A sequence of records
________________________________________
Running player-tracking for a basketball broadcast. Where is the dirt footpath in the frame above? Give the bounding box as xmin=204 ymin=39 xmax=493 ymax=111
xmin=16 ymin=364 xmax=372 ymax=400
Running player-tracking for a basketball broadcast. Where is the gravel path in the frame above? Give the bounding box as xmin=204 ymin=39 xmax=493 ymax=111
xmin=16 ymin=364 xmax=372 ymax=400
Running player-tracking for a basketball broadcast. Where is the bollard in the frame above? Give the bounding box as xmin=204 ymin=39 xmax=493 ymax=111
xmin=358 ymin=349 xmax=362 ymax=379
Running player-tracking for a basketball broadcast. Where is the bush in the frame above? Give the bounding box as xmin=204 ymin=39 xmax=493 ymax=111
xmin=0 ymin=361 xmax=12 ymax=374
________________________________________
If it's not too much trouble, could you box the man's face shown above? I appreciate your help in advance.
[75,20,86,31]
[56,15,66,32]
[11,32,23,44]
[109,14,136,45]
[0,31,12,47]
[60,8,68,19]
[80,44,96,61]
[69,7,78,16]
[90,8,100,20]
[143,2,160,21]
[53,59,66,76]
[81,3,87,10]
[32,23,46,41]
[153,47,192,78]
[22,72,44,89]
________________________________________
> [What you have to do]: Gather every line of the records that contains the string "ymin", treating uppercase and lowercase as distinct, and copy each such line in full.

> [Solution for this problem]:
Running player-tracking for a basketball broadcast. Where is the dirt footpath in the frame above? Give the bounding box as xmin=204 ymin=39 xmax=493 ymax=111
xmin=16 ymin=364 xmax=372 ymax=400
Running player-tracking for a basketball broadcast. Where is the gravel path in the frame above? Give the bounding box as xmin=204 ymin=39 xmax=493 ymax=111
xmin=16 ymin=364 xmax=372 ymax=400
Running player-tracking for a basketball broadcast. Where is the bollard in the frame above? Give the bounding box as xmin=204 ymin=39 xmax=493 ymax=111
xmin=358 ymin=349 xmax=362 ymax=379
Running player-tracking for a basketball broadcast. Where is the bush in the frame above? Give the bounding box as xmin=204 ymin=39 xmax=493 ymax=111
xmin=0 ymin=361 xmax=12 ymax=374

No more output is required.